▶ [Exercise brief]: Repeat each line exactly as it is written.

Stored data entries
-- BEGIN --

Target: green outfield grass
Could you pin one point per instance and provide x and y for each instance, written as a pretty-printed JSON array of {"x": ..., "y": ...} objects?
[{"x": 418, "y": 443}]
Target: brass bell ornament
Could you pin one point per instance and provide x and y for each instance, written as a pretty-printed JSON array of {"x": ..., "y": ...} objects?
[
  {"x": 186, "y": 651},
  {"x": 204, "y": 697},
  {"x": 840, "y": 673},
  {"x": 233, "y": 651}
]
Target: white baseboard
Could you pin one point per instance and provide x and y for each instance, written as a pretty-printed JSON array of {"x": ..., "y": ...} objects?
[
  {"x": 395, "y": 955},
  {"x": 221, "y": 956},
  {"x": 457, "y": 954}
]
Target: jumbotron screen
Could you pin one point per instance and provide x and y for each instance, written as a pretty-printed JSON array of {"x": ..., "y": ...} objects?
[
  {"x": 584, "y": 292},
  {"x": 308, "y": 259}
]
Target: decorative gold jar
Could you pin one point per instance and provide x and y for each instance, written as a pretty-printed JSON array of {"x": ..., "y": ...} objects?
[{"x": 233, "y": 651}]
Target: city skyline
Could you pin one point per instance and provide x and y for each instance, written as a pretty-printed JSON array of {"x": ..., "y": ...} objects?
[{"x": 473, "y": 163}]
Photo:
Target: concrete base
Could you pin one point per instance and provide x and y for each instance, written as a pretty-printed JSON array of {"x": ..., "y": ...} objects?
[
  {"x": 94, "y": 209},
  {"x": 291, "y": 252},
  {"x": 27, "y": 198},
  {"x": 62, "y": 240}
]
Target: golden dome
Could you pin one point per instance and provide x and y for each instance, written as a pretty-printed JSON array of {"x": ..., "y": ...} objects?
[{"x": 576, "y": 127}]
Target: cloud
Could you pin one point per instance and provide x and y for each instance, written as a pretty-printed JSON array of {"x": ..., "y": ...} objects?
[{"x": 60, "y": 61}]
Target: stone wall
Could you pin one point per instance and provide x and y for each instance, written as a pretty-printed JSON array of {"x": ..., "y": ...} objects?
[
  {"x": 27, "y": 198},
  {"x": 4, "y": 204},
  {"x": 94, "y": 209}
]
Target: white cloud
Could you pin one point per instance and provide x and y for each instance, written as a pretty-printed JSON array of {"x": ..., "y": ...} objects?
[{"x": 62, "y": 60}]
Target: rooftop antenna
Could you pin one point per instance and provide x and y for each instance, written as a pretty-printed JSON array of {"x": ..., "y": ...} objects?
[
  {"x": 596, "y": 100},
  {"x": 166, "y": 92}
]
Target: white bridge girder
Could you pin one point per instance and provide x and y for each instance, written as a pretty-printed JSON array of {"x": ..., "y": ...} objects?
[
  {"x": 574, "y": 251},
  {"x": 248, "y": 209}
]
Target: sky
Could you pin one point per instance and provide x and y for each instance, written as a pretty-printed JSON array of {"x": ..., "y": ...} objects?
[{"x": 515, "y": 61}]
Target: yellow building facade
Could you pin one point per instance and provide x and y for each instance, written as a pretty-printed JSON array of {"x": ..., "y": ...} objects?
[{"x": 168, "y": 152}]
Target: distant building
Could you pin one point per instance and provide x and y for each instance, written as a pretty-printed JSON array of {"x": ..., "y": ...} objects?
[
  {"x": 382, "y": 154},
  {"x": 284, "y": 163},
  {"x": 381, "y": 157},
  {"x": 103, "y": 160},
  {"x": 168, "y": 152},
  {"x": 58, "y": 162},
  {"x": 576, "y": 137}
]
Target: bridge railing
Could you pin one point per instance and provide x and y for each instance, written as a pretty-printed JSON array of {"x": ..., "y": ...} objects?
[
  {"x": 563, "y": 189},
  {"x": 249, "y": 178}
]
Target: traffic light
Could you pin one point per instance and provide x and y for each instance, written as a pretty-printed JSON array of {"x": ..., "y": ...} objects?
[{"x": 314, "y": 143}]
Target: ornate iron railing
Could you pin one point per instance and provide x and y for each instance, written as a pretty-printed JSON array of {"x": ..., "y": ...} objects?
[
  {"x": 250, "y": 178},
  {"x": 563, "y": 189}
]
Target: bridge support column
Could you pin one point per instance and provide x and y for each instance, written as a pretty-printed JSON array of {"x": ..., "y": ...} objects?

-- END --

▶ [Final result]:
Target: green outfield grass
Could you pin one point per instance and provide x and y for each instance, written as a pretty-printed JSON array of {"x": ..., "y": ...} objects?
[{"x": 418, "y": 443}]
Target: brass bell ornament
Could you pin one point per instance and provide x and y for each instance, written as a pretty-printed JSON array of {"x": ..., "y": ...} objects?
[
  {"x": 186, "y": 651},
  {"x": 204, "y": 697},
  {"x": 840, "y": 673},
  {"x": 233, "y": 651}
]
Target: white baseboard
Could you pin one point per instance and provide x and y for each instance, written as a pretty-printed JSON array of {"x": ..., "y": ...} objects?
[
  {"x": 395, "y": 955},
  {"x": 221, "y": 956},
  {"x": 457, "y": 954}
]
Target: jumbotron screen
Could you pin one point per instance and provide x and y for each instance, written as a pretty-printed JSON array of {"x": ..., "y": ...} objects?
[
  {"x": 584, "y": 292},
  {"x": 308, "y": 259}
]
Target: decorative gold jar
Could you pin one point per instance and provide x and y for each instance, written as a pretty-printed JSON array of {"x": ..., "y": ...} objects?
[{"x": 233, "y": 651}]
Target: city skyline
Could you pin one point per instance and provide x and y for each instance, written as a pretty-printed JSON array of {"x": ..., "y": ...} objects?
[{"x": 473, "y": 163}]
Photo:
Target: concrete base
Could you pin one point per instance and provide x and y for each instance, written as a pretty-printed JSON array of {"x": ..., "y": ...} objects?
[
  {"x": 94, "y": 209},
  {"x": 291, "y": 252},
  {"x": 27, "y": 198},
  {"x": 62, "y": 240}
]
Target: golden dome
Could you pin one point per instance and provide x and y for each instance, written as a pretty-printed JSON array of {"x": ..., "y": ...} objects?
[{"x": 576, "y": 127}]
Target: cloud
Could you pin one point per instance and provide x and y for each instance, written as a pretty-printed JSON array of {"x": ..., "y": ...} objects?
[{"x": 60, "y": 61}]
Target: stone wall
Could you pin one point per instance and provide x and y for each instance, written as a pretty-printed JSON array of {"x": ..., "y": ...} objects?
[
  {"x": 27, "y": 198},
  {"x": 4, "y": 204},
  {"x": 94, "y": 209}
]
Target: white cloud
Could you pin one point per instance and provide x and y for each instance, written as a pretty-printed JSON array of {"x": ..., "y": ...} objects?
[{"x": 62, "y": 60}]
Target: rooftop antenna
Could you pin one point per instance and provide x and y for each instance, written as a pretty-printed JSON array of {"x": ..., "y": ...} objects?
[
  {"x": 596, "y": 100},
  {"x": 166, "y": 92}
]
Target: white bridge girder
Could you pin one point per instance and provide x and y for each instance, written as a pretty-printed JSON array of {"x": ..., "y": ...} objects?
[
  {"x": 574, "y": 251},
  {"x": 248, "y": 209}
]
Target: sky
Could you pin one point per instance and provide x and y for each instance, written as a pretty-printed JSON array of {"x": ..., "y": ...} objects?
[{"x": 515, "y": 61}]
Target: yellow building facade
Could you pin one point per instance and provide x and y for each instance, written as a pretty-printed JSON array of {"x": ..., "y": ...} objects?
[{"x": 168, "y": 152}]
Target: distant building
Could you pin one point per instance and provide x and y for each instance, written as a pretty-printed JSON array of {"x": ..., "y": ...} objects?
[
  {"x": 382, "y": 154},
  {"x": 284, "y": 163},
  {"x": 381, "y": 157},
  {"x": 103, "y": 160},
  {"x": 168, "y": 152},
  {"x": 58, "y": 162},
  {"x": 576, "y": 137}
]
Target: bridge railing
Could you pin one point per instance and provide x and y for each instance, written as a pretty-printed JSON array of {"x": ..., "y": ...} objects?
[
  {"x": 563, "y": 189},
  {"x": 249, "y": 178}
]
Target: traffic light
Could you pin one point per instance and provide x and y for each instance, written as a pretty-printed JSON array of {"x": ..., "y": ...} objects?
[{"x": 314, "y": 143}]
Target: ornate iron railing
Could you pin one point per instance and provide x and y for each instance, written as a pretty-printed JSON array of {"x": ..., "y": ...} objects?
[
  {"x": 250, "y": 178},
  {"x": 563, "y": 189}
]
Target: bridge support column
Could you pin one point per instance and provide x and y for each instance, written as a pretty-printed JSON array of {"x": ..., "y": ...} objects?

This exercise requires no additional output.